_EXTRACT_
————————

- A certain amount of memory loss is a normal part of healthy aging
- Memory loss begins to get concerning when it interferes with daily functioning
- If you have concerns about memory loss in yourself or a loved one, the first step is to involve a primary care doctor
Prompted by fear of Alzheimer’s disease or other dementias, many older adults panic the moment they start to forget names, lose things, or have trouble coming up with the right word. And while symptoms like these can be an early indicator of a serious problem, it’s more often the case that they’re not.
It's Normal For the Brain to Change
In the same way other organs in our body change as we age, so does the brain. We can’t walk as fast at 75 as we could at 25 — our reaction time slows. Some changes in hearing and vision are to be expected.
The same is true with memory, and a certain amount of memory loss is a normal part of healthy aging. Perhaps you’re in your 40s, 50s, or 60s and beginning to notice it. When it's within normal range, doctors sometimes call it “physiologic” memory loss, which is a way of saying: to be expected. In fact, neuropsychologists, who often perform memory testing, have different “norms” for people of different ages — not only in measuring memory, but also for different cognitive abilities like concentration and focus.

————————

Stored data
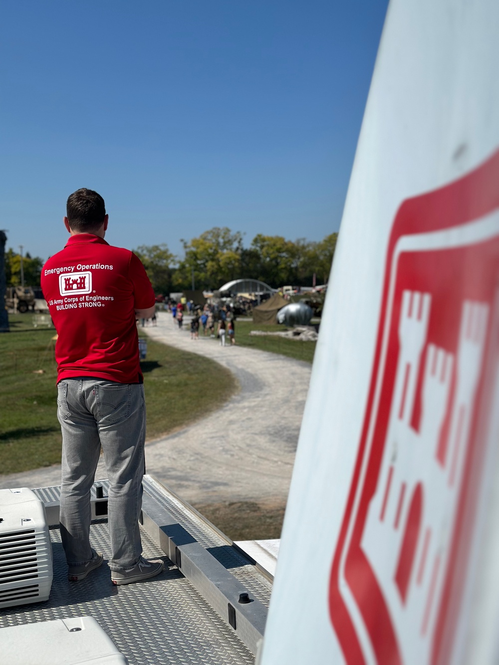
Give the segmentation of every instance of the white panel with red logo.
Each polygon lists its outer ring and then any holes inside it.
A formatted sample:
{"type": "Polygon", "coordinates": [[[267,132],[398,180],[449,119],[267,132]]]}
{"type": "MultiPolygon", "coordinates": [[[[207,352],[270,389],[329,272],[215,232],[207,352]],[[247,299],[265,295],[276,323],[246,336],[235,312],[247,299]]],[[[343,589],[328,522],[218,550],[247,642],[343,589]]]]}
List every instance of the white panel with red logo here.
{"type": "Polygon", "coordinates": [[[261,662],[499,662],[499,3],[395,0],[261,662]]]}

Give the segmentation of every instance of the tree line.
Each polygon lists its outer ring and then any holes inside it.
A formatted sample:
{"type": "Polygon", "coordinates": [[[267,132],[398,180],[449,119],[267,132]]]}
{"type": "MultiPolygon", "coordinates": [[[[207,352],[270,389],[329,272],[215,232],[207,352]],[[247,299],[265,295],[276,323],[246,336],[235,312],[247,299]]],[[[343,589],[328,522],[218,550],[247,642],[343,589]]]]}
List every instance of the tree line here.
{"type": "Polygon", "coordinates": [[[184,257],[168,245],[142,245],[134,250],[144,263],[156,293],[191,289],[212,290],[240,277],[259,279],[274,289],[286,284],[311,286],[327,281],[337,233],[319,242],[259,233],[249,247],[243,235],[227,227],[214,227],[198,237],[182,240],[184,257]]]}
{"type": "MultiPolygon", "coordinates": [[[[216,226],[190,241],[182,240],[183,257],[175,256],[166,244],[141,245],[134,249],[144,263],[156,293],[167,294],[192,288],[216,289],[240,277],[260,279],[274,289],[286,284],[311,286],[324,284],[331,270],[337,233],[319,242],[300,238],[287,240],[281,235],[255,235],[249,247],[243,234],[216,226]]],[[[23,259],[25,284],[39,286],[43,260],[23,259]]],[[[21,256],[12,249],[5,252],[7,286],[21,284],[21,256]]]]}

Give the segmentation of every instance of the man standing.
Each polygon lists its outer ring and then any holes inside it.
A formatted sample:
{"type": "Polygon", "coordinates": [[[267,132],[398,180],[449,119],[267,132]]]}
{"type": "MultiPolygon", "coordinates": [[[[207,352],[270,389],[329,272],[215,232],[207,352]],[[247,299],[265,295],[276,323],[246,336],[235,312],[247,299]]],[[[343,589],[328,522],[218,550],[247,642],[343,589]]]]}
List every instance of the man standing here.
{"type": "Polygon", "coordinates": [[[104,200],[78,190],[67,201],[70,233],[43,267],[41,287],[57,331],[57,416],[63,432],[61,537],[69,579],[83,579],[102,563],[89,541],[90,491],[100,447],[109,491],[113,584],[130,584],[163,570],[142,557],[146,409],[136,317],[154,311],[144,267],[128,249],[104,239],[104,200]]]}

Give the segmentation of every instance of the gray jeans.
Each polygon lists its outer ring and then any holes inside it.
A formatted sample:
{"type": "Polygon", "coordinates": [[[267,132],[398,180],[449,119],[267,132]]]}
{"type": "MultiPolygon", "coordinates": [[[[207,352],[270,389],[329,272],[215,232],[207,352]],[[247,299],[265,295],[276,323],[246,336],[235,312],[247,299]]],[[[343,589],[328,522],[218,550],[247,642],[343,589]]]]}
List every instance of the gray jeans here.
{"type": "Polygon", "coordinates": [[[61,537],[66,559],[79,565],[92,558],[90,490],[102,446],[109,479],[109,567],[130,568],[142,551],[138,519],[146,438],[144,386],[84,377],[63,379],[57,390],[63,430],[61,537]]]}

————————

_EXERCISE REQUIREMENTS_
Translate the following sentence from the passage on memory loss and aging into Spanish: "Some changes in hearing and vision are to be expected."

_ANSWER TO THE EXERCISE_
Cabe esperar algunos cambios en la audición y la visión.